과제 A:
본문에서 "- 스크립트 모드의 자세한"부터 "을 줄여서 해주십시오."까지, 끝 문구를 포함해 한 글자도 바꾸지 말고 베껴 쓰세요.

읽을 본문:
◇ ◇ ◇ ◇
# [Module 3.3] On a Script Mode, Train a BERT Model (Fine-tuning) 

이 노트북은 스크립트 모드 (Bring Your Own Script) 로 학습을 수행 합니다.
여기서는 다음과 같은 작업을 합니다.

- 학습할 데이타를 S3로 지정
- Train 학습 파리미터 설정
- Estimator를 생성하고 tf_script_bert_tweet.py Train Script를 지정
- train_instance_type 을 'ml.p3.2xlarge' 인스턴스로 설정
- Estimator를 를 스크립트 모드로 실행
- S3에 생성된 모델 아티펙트 확인


- 스크립트 모드의 자세한 사용은 아래의 API 문서 참고 하세요
- Script Mode Ref:
    - https://sagemaker.readthedocs.io/en/stable/frameworks/tensorflow/using_tf.html#train-a-model-with-tensorflow
    
---
이 노트북의 실행 시간은 **약 35분** 걸립니다. <br>
2개의 ml.p3.2xlarge instance type으로 학습시에 약 30분 소요 됩니다.
실행 시간이 줄이시려면 epoch = 400 을 줄여서 해주십시오.

    

In [1]:
%store -r

In [2]:
import os
import sagemaker
import boto3
from sagemaker.tensorflow import TensorFlow

sess   = sagemaker.Session()
bucket = sess.default_bucket()
role = sagemaker.get_execution_role()
region = boto3.Session().region_name

## 입력 데이타 설정
로컬모드와 다르게 distribution='ShardedByS3Key' 로 설정 함

In [4]:
s3_input_train_data = sagemaker.inputs.TrainingInput(s3_data=processed_train_data_s3_uri, 
                                         distribution='ShardedByS3Key')
◇ ◇ ◇ ◇
저장된 데이터셋 항목:
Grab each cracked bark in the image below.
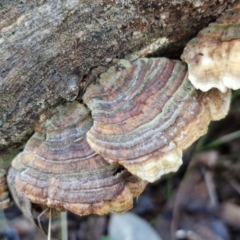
[0,0,233,161]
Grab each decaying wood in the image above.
[0,0,233,157]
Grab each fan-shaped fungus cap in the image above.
[83,58,230,182]
[12,102,146,215]
[0,168,10,209]
[181,6,240,92]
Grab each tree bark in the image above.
[0,0,233,157]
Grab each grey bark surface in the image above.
[0,0,233,159]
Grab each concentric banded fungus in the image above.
[9,102,146,215]
[83,58,230,182]
[181,5,240,92]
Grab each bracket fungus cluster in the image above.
[8,102,146,215]
[181,3,240,92]
[6,58,230,215]
[83,58,230,182]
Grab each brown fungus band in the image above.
[0,168,10,209]
[10,102,146,215]
[181,4,240,92]
[83,58,230,182]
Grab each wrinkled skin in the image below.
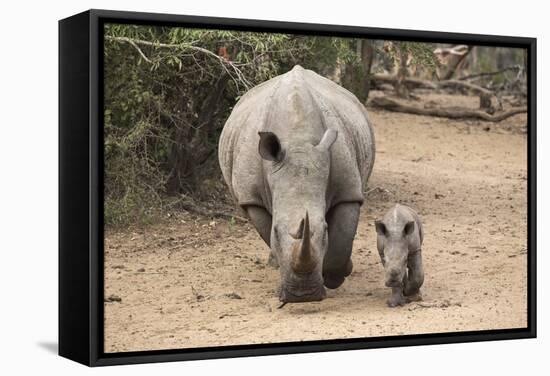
[375,204,424,307]
[218,66,374,302]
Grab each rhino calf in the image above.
[375,204,424,307]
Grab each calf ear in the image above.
[374,221,387,236]
[317,129,338,150]
[258,132,283,162]
[403,221,414,235]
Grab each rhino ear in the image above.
[258,132,283,162]
[374,221,387,236]
[403,221,414,235]
[317,129,338,151]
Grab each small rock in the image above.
[105,294,122,303]
[224,292,242,299]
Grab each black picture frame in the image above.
[59,10,537,366]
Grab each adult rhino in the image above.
[218,65,375,302]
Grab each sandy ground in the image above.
[105,93,527,352]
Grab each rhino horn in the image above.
[292,211,315,273]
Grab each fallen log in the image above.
[369,97,527,122]
[372,74,502,114]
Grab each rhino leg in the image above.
[245,206,279,268]
[323,202,360,289]
[403,251,424,299]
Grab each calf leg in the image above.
[245,206,279,267]
[403,251,424,300]
[323,202,360,289]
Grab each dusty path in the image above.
[105,94,527,352]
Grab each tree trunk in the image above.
[394,43,411,99]
[361,39,374,102]
[166,74,229,194]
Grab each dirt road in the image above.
[105,93,527,352]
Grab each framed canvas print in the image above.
[59,10,536,366]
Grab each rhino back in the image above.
[218,66,374,211]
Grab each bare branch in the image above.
[105,35,253,90]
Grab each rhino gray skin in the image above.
[218,65,374,302]
[375,204,424,307]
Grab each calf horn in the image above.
[292,211,315,273]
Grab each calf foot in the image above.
[267,251,279,269]
[323,273,346,289]
[407,291,422,302]
[386,289,410,307]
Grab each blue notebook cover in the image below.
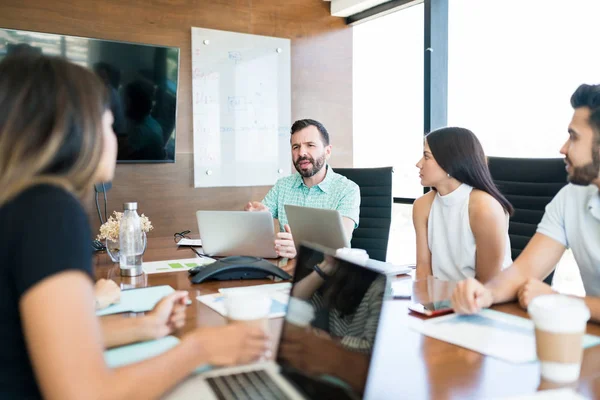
[96,285,175,316]
[104,336,212,373]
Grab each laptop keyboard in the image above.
[206,371,289,400]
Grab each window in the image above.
[353,3,424,198]
[448,0,600,157]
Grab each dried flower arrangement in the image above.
[97,211,154,242]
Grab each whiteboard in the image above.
[192,28,291,187]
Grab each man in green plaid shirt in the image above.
[245,119,360,258]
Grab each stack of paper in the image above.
[409,309,600,363]
[142,257,215,274]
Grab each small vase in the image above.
[106,232,148,263]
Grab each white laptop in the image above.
[196,211,277,258]
[285,204,414,275]
[166,245,388,400]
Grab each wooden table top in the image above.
[96,238,600,399]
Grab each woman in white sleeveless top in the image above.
[413,128,513,283]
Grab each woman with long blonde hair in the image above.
[0,55,268,400]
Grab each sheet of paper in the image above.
[196,284,290,318]
[96,285,175,316]
[496,388,585,400]
[409,310,600,363]
[177,238,202,247]
[366,258,415,275]
[142,257,215,274]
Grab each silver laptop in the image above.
[196,211,277,258]
[284,204,350,250]
[167,245,389,400]
[285,204,415,275]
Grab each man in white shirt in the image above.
[452,85,600,322]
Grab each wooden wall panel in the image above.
[0,0,352,236]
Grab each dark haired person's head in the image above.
[0,54,116,205]
[560,84,600,185]
[290,119,331,178]
[417,127,514,215]
[125,79,154,121]
[94,61,121,89]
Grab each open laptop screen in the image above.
[277,246,386,399]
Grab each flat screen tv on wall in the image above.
[0,28,179,163]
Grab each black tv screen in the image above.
[0,29,179,163]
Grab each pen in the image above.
[190,246,210,258]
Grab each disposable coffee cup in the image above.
[223,290,271,331]
[527,294,590,383]
[285,297,315,328]
[335,247,369,266]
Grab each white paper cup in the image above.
[527,294,590,383]
[285,297,315,327]
[223,290,271,322]
[335,247,369,267]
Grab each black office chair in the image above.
[334,167,393,261]
[488,157,567,284]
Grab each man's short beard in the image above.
[567,144,600,186]
[294,154,325,178]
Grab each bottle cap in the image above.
[123,201,137,211]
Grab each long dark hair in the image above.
[425,127,514,215]
[0,52,109,206]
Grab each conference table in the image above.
[95,237,600,399]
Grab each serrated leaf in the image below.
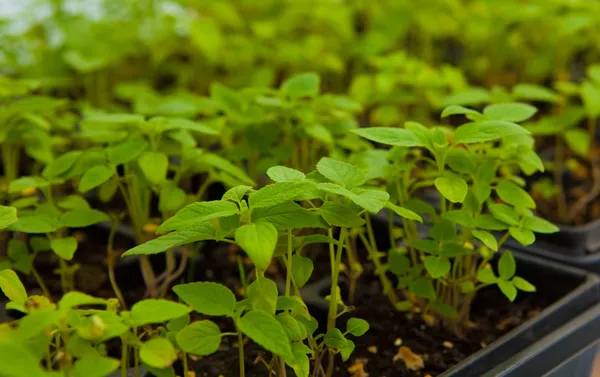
[238,310,293,358]
[173,282,236,317]
[175,320,221,356]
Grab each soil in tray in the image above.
[183,242,580,377]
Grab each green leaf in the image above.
[385,202,423,223]
[523,216,560,233]
[434,175,469,203]
[292,254,314,288]
[42,151,82,180]
[140,337,177,368]
[319,202,365,228]
[246,277,279,315]
[50,237,77,260]
[138,151,169,184]
[281,73,320,99]
[235,221,278,270]
[483,102,537,122]
[122,223,216,257]
[408,278,436,300]
[496,280,517,302]
[0,270,28,303]
[346,318,369,336]
[496,180,535,208]
[453,120,530,144]
[352,127,425,147]
[513,84,562,103]
[238,310,293,358]
[252,201,327,230]
[175,320,221,356]
[173,282,236,317]
[471,229,498,251]
[0,205,18,229]
[158,182,185,213]
[275,312,306,342]
[156,200,238,233]
[511,276,536,292]
[564,129,591,157]
[423,256,451,279]
[477,267,498,284]
[488,204,519,226]
[498,251,517,280]
[71,356,121,377]
[60,209,110,228]
[130,299,192,326]
[78,165,115,193]
[267,166,306,182]
[317,157,366,189]
[8,177,50,194]
[323,328,348,349]
[508,226,535,246]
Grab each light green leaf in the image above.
[50,237,77,260]
[434,175,469,203]
[292,254,314,288]
[483,102,537,122]
[471,229,498,251]
[140,337,177,368]
[317,157,366,189]
[498,251,517,280]
[130,299,192,326]
[71,356,121,377]
[138,151,169,184]
[281,73,320,99]
[319,202,365,228]
[235,221,277,270]
[175,320,221,356]
[246,277,279,315]
[496,180,535,209]
[238,310,293,358]
[352,127,425,147]
[423,255,451,279]
[173,282,236,317]
[267,166,306,182]
[346,318,369,336]
[78,165,115,193]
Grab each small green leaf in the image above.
[323,328,348,349]
[498,251,517,280]
[423,256,451,279]
[292,254,314,288]
[138,151,169,184]
[238,310,293,358]
[471,229,498,251]
[140,337,177,368]
[71,356,120,377]
[173,282,236,317]
[50,237,77,260]
[281,73,320,99]
[131,299,192,326]
[496,180,535,209]
[246,277,279,315]
[346,318,369,336]
[508,226,535,246]
[511,276,536,292]
[434,175,469,203]
[496,280,517,302]
[235,221,277,270]
[267,166,306,182]
[483,102,537,122]
[175,320,221,356]
[317,157,366,189]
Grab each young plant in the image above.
[354,103,557,332]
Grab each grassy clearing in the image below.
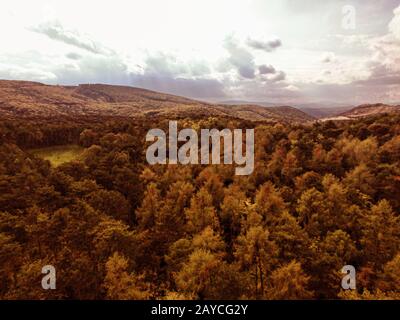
[29,144,84,167]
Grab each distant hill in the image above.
[220,100,354,119]
[320,103,400,121]
[297,105,354,119]
[0,80,315,122]
[340,103,400,119]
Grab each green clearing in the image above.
[29,144,84,167]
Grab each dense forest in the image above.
[0,114,400,299]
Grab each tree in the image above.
[185,188,219,233]
[103,252,149,300]
[235,226,278,298]
[360,200,400,268]
[267,260,313,300]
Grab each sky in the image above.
[0,0,400,105]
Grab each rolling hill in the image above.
[0,80,315,122]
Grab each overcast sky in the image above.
[0,0,400,104]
◇ ◇ ◇ ◇
과제 B:
레코드 중 "Grab each calf horn in the image above." 문구가 있는 줄부터 "[335,247,369,266]" 문구가 있는 줄까지(두 줄 포함)만 다시 쓰되, "Grab each" 표현 대신 "Select each" 표현을 넣고 나머지는 손대지 마세요. 그림은 답에서 빼세요.

전체 풀이 A:
- 스크립트 모드의 자세한 사용은 아래의 API 문서 참고 하세요
- Script Mode Ref:
    - https://sagemaker.readthedocs.io/en/stable/frameworks/tensorflow/using_tf.html#train-a-model-with-tensorflow
    
---
이 노트북의 실행 시간은 **약 35분** 걸립니다. <br>
2개의 ml.p3.2xlarge instance type으로 학습시에 약 30분 소요 됩니다.
실행 시간이 줄이시려면 epoch = 400 을 줄여서 해주십시오.

전체 풀이 B:
Select each calf horn in the image above.
[292,211,315,273]
Select each calf foot in the image above.
[267,251,279,269]
[323,273,346,289]
[407,291,422,302]
[386,289,410,307]
Select each blue notebook cover in the image below.
[96,285,175,316]
[104,336,212,373]
Select each laptop keyboard in the image above.
[206,371,289,400]
Select each window in the image above.
[353,3,424,198]
[448,0,600,157]
Select each dried flower arrangement in the image above.
[97,211,154,242]
Select each whiteboard in the image above.
[192,28,291,187]
Select each man in green plaid shirt in the image above.
[245,119,360,258]
Select each stack of paper in the image above.
[409,309,600,363]
[142,257,215,274]
Select each small vase in the image above.
[106,232,148,263]
Select each white laptop in the image above.
[196,211,277,258]
[285,204,414,275]
[166,245,388,400]
Select each wooden table top in the image above.
[96,238,600,399]
Select each woman in white sleeveless top in the image above.
[413,128,513,283]
Select each woman with long blonde hair in the image above.
[0,55,268,400]
Select each sheet of paper in the image above.
[196,284,290,318]
[96,285,175,316]
[496,388,585,400]
[409,310,600,363]
[177,238,202,247]
[366,258,415,275]
[142,257,215,274]
Select each silver laptop in the image above.
[196,211,277,258]
[284,204,350,250]
[167,245,389,400]
[285,204,415,275]
Select each man in white shirt in the image above.
[452,85,600,322]
Select each wooden wall panel in the image above.
[0,0,352,236]
Select each dark haired person's head in the image above.
[0,54,116,205]
[560,84,600,185]
[290,119,331,178]
[417,127,514,215]
[125,79,154,121]
[94,61,121,89]
Select each open laptop screen in the image above.
[277,246,386,399]
Select each flat screen tv on wall in the image above.
[0,28,179,163]
Select each black tv screen in the image above.
[0,29,179,163]
Select each pen in the image above.
[190,246,210,258]
Select each disposable coffee cup in the image above.
[223,290,271,331]
[527,294,590,383]
[285,297,315,328]
[335,247,369,266]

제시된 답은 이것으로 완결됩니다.